本文
2011年5月31日 (火)

人づくりは「親心」から ~人財育成担当者の心得


先週末、台風2号が近づく中、大阪の企業で研修をやってきました。

今回の研修のご依頼をいただいたのは
会社の人事部(人財開発部)ではなく、労働組合からでした。

「働くこととは何か?」は労働組合にとっても、本命中の本命のテーマ。
その企業では、会社(人事部)が行う研修体系の中にキャリア教育関連のものがなく、
ならば組合でそれをやってあげたい、という背景からです。

入社3年目の組合員(社員)数十名が全国から研修所に集まり、
1泊2日のうち、2日目を私の研修プログラムにあてました。

「キャリアマインド研修」

課題 1
本文のうち「今回の研修のご依頼をいただいたのは」から「1泊2日のうち、2日目を私の研修プログラムにあてました。」までを、一字も変えずに書き写してください。
課題 2
下のエントリーから、文字列「black」を含む行をすべてそのまま抜き出して示してください。

課題の資料
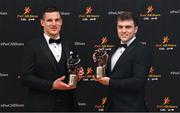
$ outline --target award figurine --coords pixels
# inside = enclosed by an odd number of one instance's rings
[[[107,51],[104,48],[98,48],[93,54],[94,62],[97,64],[96,67],[96,78],[104,77],[106,75],[106,64],[108,59]]]
[[[74,55],[72,51],[70,51],[70,57],[67,59],[67,68],[69,72],[69,81],[68,85],[76,87],[78,81],[78,64],[80,63],[80,59],[78,55]]]

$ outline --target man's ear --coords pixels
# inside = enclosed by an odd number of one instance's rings
[[[44,26],[44,20],[43,19],[40,20],[40,23],[41,23],[41,26]]]

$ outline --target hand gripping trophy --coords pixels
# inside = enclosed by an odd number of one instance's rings
[[[106,75],[108,54],[104,48],[98,48],[93,54],[93,60],[97,64],[96,67],[96,78],[104,77]]]
[[[67,60],[67,68],[69,72],[69,81],[68,85],[76,87],[78,81],[78,68],[80,63],[80,58],[78,55],[74,55],[72,51],[70,51],[70,57]]]

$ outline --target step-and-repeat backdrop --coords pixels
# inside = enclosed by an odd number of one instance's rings
[[[180,111],[180,1],[179,0],[1,0],[0,1],[0,111],[24,111],[27,88],[20,82],[22,50],[37,38],[41,9],[61,9],[61,35],[73,41],[85,70],[78,87],[81,111],[103,111],[106,88],[95,82],[92,54],[118,42],[116,16],[122,10],[139,18],[137,37],[153,50],[147,75],[149,111]]]

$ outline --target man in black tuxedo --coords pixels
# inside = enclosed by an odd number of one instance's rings
[[[55,6],[42,11],[44,34],[28,42],[22,61],[22,83],[28,87],[27,111],[77,111],[75,87],[67,84],[67,59],[73,45],[60,37],[62,18]]]
[[[137,31],[137,18],[122,11],[117,18],[120,42],[109,55],[106,77],[96,79],[108,87],[107,111],[147,111],[145,83],[152,57],[136,38]]]

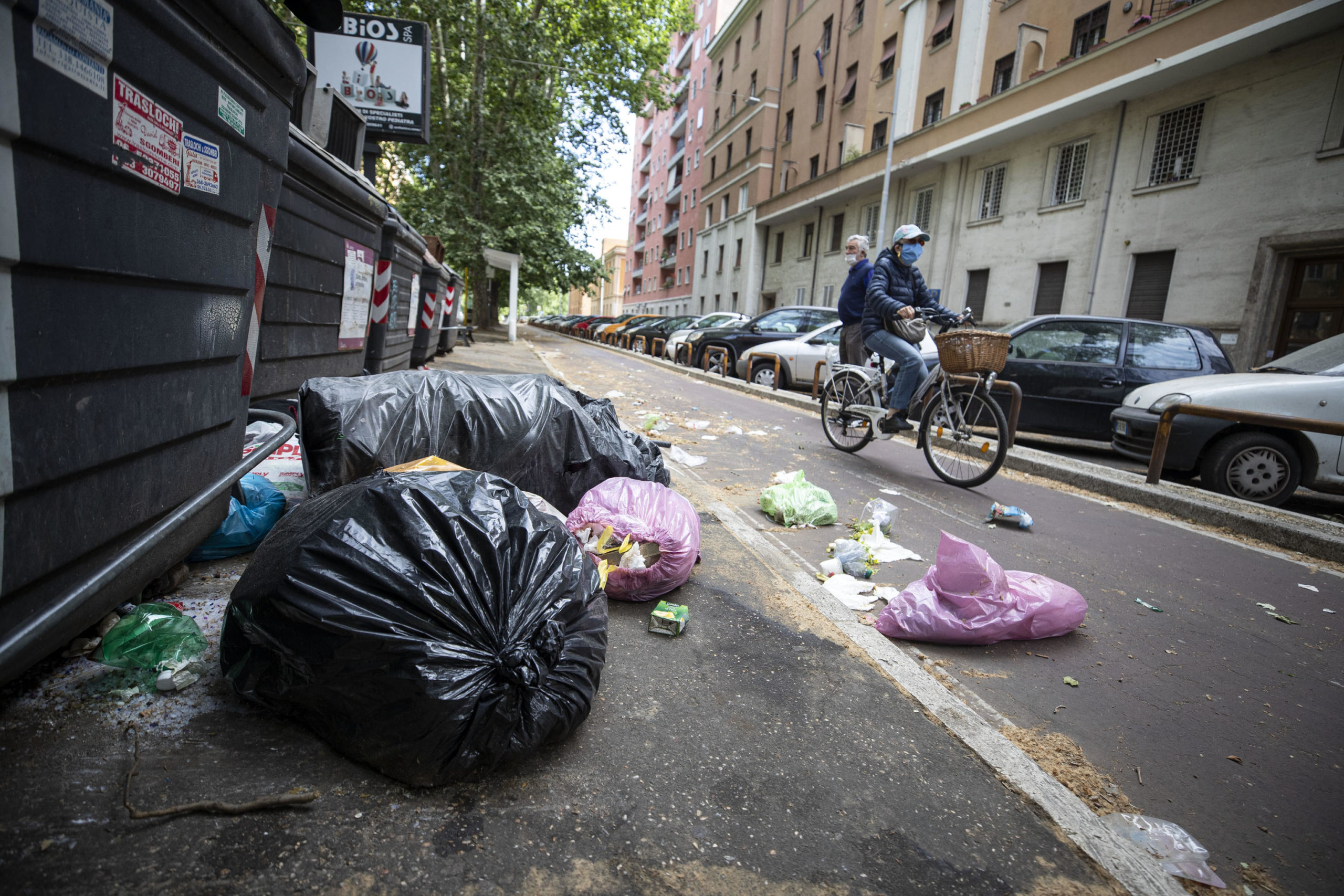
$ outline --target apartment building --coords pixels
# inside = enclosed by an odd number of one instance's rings
[[[606,279],[589,286],[587,289],[570,290],[570,314],[606,314],[621,313],[621,304],[626,290],[626,254],[629,243],[621,238],[602,239],[602,269]]]
[[[628,312],[692,310],[710,78],[704,48],[716,36],[719,12],[727,1],[695,4],[696,30],[677,35],[665,66],[677,78],[672,106],[660,110],[650,102],[636,118]]]
[[[833,305],[845,236],[914,222],[988,322],[1202,324],[1239,368],[1340,332],[1344,3],[789,1],[743,309]]]

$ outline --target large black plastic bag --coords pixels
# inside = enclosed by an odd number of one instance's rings
[[[671,482],[657,446],[622,430],[612,402],[539,373],[317,377],[298,402],[313,494],[429,455],[503,476],[564,513],[612,477]]]
[[[564,524],[488,473],[382,473],[284,517],[220,638],[242,696],[409,785],[458,780],[587,717],[606,595]]]

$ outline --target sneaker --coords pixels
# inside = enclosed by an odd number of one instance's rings
[[[891,416],[886,418],[878,423],[878,430],[882,433],[905,433],[906,430],[915,429],[910,420],[906,419],[906,411],[896,411]]]

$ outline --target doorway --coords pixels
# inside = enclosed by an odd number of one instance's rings
[[[1344,257],[1300,258],[1293,265],[1274,357],[1340,332],[1344,321]]]

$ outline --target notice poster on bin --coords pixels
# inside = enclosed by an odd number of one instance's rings
[[[340,351],[364,348],[376,259],[378,253],[368,246],[345,240],[345,282],[340,296],[340,332],[336,334],[336,348]]]
[[[367,138],[429,142],[429,26],[347,12],[340,31],[308,32],[317,83],[368,120]]]

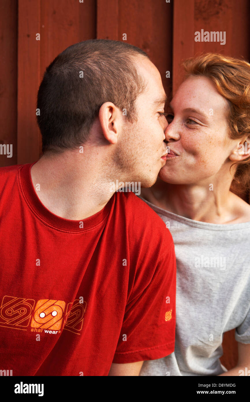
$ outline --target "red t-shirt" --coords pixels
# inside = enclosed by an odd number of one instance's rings
[[[0,168],[0,369],[107,375],[174,351],[170,233],[133,193],[82,221],[40,201],[33,164]],[[168,298],[169,298],[169,299]]]

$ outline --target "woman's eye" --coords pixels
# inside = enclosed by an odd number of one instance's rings
[[[194,120],[192,120],[192,119],[187,119],[187,122],[188,124],[199,124],[199,123],[197,123],[197,121],[195,121]]]
[[[171,113],[167,113],[166,118],[168,123],[171,123],[174,119],[174,115]]]

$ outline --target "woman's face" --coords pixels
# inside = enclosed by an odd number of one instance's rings
[[[197,184],[228,174],[232,163],[228,156],[236,142],[228,135],[228,105],[206,77],[192,76],[181,84],[167,112],[169,154],[160,178],[173,184]]]

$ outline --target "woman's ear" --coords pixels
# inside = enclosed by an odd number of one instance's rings
[[[238,143],[229,158],[230,160],[240,162],[244,160],[248,156],[250,156],[250,137],[247,137]]]

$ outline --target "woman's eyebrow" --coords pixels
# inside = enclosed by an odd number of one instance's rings
[[[207,115],[205,115],[205,113],[203,113],[201,110],[199,110],[197,109],[194,109],[191,107],[187,107],[185,109],[184,109],[183,110],[183,112],[191,112],[191,113],[197,113],[198,115],[200,115],[200,116],[203,116],[205,119],[207,119],[208,117]]]

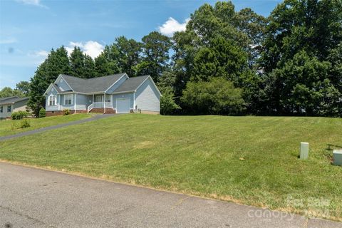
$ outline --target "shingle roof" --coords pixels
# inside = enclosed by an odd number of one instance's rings
[[[150,77],[150,76],[130,78],[120,85],[120,86],[114,91],[114,93],[135,91],[138,87],[140,86],[141,83],[148,77]]]
[[[57,91],[57,93],[60,93],[62,92],[62,90],[61,90],[61,89],[59,88],[59,87],[57,85],[53,83],[52,86],[53,86],[53,88]]]
[[[94,93],[105,92],[124,75],[125,73],[122,73],[89,79],[83,79],[67,75],[62,75],[62,76],[75,92]]]
[[[16,102],[28,100],[29,98],[8,97],[0,99],[0,105],[13,104]]]

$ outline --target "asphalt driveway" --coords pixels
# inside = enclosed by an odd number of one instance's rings
[[[342,227],[234,203],[0,162],[0,227]]]
[[[46,130],[53,130],[53,129],[57,129],[57,128],[64,128],[66,126],[71,126],[71,125],[74,125],[76,124],[80,124],[80,123],[83,123],[89,121],[93,121],[93,120],[97,120],[100,119],[103,119],[109,116],[113,116],[113,115],[121,115],[121,114],[103,114],[103,115],[95,115],[93,117],[90,117],[89,118],[86,119],[83,119],[80,120],[76,120],[76,121],[72,121],[72,122],[68,122],[65,123],[61,123],[56,125],[52,125],[52,126],[48,126],[48,127],[45,127],[45,128],[41,128],[36,130],[28,130],[28,131],[25,131],[24,133],[20,133],[16,135],[6,135],[6,136],[1,136],[0,137],[0,141],[9,140],[11,138],[16,138],[21,136],[26,136],[26,135],[30,135],[32,134],[36,134],[36,133],[42,133]]]

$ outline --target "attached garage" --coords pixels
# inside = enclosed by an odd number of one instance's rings
[[[116,99],[116,113],[130,113],[130,98]]]

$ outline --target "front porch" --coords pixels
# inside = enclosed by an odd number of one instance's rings
[[[94,102],[87,108],[87,113],[115,113],[114,108],[111,102]]]
[[[93,94],[93,102],[87,108],[88,113],[91,111],[115,113],[112,95],[110,94]]]

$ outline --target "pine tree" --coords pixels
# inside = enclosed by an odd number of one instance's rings
[[[59,74],[71,73],[68,52],[64,46],[62,46],[56,51],[52,49],[31,78],[28,105],[37,116],[39,110],[45,106],[45,97],[43,95],[50,83],[53,83]]]

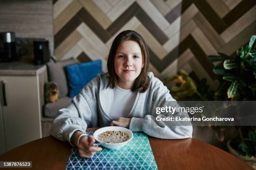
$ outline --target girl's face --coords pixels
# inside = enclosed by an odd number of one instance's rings
[[[139,44],[130,40],[122,42],[115,56],[115,71],[118,76],[119,86],[125,89],[131,89],[143,65]]]

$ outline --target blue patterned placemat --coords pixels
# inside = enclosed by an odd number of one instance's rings
[[[66,170],[157,170],[148,139],[143,132],[133,132],[133,138],[119,149],[102,147],[92,158],[84,158],[78,150],[71,150]],[[92,135],[92,132],[87,132]]]

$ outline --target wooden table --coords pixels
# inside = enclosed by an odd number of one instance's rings
[[[195,139],[148,139],[159,170],[253,170],[233,155]],[[64,170],[72,148],[67,142],[48,136],[4,153],[0,161],[31,161],[33,169]]]

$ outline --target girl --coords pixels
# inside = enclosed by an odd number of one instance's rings
[[[59,110],[51,135],[76,146],[80,156],[86,158],[102,149],[92,146],[93,137],[85,135],[89,127],[118,126],[164,139],[192,137],[191,126],[156,120],[153,105],[165,107],[166,101],[175,100],[163,83],[148,72],[148,65],[143,38],[132,30],[120,33],[110,48],[108,72],[98,75],[67,108]]]

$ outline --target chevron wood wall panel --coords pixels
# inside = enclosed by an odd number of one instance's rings
[[[256,34],[254,0],[55,0],[55,54],[58,60],[101,59],[113,39],[134,30],[149,48],[150,70],[161,79],[184,69],[197,81],[216,77],[206,56],[228,55]]]

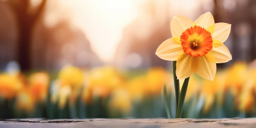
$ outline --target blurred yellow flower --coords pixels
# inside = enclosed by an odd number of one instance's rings
[[[121,75],[114,67],[105,66],[96,67],[90,73],[88,88],[93,96],[105,98],[117,87],[124,85]]]
[[[35,109],[35,99],[30,90],[26,88],[22,89],[16,96],[16,107],[19,110],[32,112]]]
[[[58,79],[62,85],[69,85],[72,89],[76,89],[83,84],[83,72],[80,68],[67,65],[60,71]]]
[[[248,66],[245,62],[236,62],[228,69],[225,81],[226,90],[236,97],[240,94],[247,80]]]
[[[0,74],[0,97],[11,100],[16,96],[24,86],[19,76],[5,73]]]
[[[133,101],[139,102],[143,99],[146,92],[144,87],[146,79],[143,76],[135,77],[127,82],[127,89]]]
[[[112,113],[121,112],[124,115],[127,115],[132,107],[130,97],[127,90],[120,88],[113,92],[109,103],[109,107]]]
[[[171,21],[173,37],[164,41],[156,54],[162,59],[177,61],[178,79],[186,79],[194,73],[213,81],[216,63],[231,59],[231,55],[223,44],[230,33],[231,25],[215,23],[210,12],[200,16],[195,22],[177,16]]]
[[[36,101],[43,101],[47,96],[49,77],[46,72],[38,72],[29,77],[29,89]]]
[[[167,72],[161,67],[152,67],[148,70],[146,77],[144,91],[150,95],[159,94],[168,79]]]
[[[255,111],[255,97],[253,88],[255,83],[249,80],[243,85],[241,94],[238,97],[238,108],[245,112]]]

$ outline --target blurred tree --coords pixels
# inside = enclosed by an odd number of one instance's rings
[[[47,0],[38,1],[32,5],[32,0],[9,0],[7,4],[15,15],[18,33],[17,59],[22,71],[31,69],[31,37],[37,20],[45,10]]]

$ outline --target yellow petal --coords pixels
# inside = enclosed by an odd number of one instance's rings
[[[219,47],[223,44],[223,42],[220,42],[216,40],[213,40],[213,42],[212,43],[212,46],[213,47]]]
[[[213,63],[216,63],[215,58],[211,52],[208,52],[206,54],[204,55],[204,57],[205,57],[207,61]]]
[[[195,73],[204,79],[212,81],[216,74],[216,63],[208,61],[205,55],[199,57],[200,67]]]
[[[213,47],[209,52],[213,56],[216,63],[226,63],[232,59],[229,51],[223,44],[218,47]]]
[[[173,37],[173,39],[176,43],[181,45],[181,41],[180,41],[180,36]]]
[[[193,22],[189,18],[181,16],[174,16],[171,20],[170,27],[173,37],[180,36],[183,31],[191,27]]]
[[[159,45],[155,54],[162,59],[175,61],[183,51],[181,45],[175,43],[172,38],[170,38]]]
[[[195,23],[196,25],[206,29],[215,23],[214,19],[211,13],[208,12],[199,16],[195,21]]]
[[[176,75],[178,79],[187,78],[195,72],[191,68],[191,58],[190,56],[184,53],[179,55],[176,65]]]
[[[212,34],[213,39],[224,42],[227,39],[230,31],[231,25],[224,22],[218,22],[215,24],[214,32]]]
[[[195,72],[199,67],[199,57],[192,57],[191,59],[191,68],[193,72]]]
[[[210,32],[211,33],[211,34],[212,35],[212,34],[214,31],[214,27],[215,27],[215,24],[213,24],[210,26],[210,27],[206,29],[206,30]]]

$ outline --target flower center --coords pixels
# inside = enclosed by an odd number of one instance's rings
[[[202,56],[212,49],[210,32],[198,26],[186,29],[180,36],[183,51],[191,56]]]

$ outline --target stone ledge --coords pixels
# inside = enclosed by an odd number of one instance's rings
[[[0,119],[0,128],[240,128],[254,127],[256,118],[13,119]]]

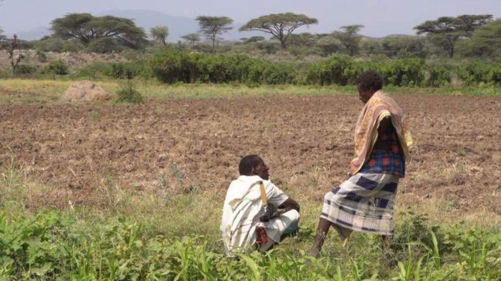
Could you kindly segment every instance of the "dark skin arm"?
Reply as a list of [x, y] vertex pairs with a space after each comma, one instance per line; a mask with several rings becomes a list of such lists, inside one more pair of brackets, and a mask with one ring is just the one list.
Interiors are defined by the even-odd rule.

解答全文 1
今回の研修のご依頼をいただいたのは
会社の人事部(人財開発部)ではなく、労働組合からでした。

「働くこととは何か?」は労働組合にとっても、本命中の本命のテーマ。
その企業では、会社(人事部)が行う研修体系の中にキャリア教育関連のものがなく、
ならば組合でそれをやってあげたい、という背景からです。

入社3年目の組合員(社員)数十名が全国から研修所に集まり、
1泊2日のうち、2日目を私の研修プログラムにあてました。

解答全文 2
$ outline --target man in black tuxedo --coords pixels
$ outline --target large black plastic bag --coords pixels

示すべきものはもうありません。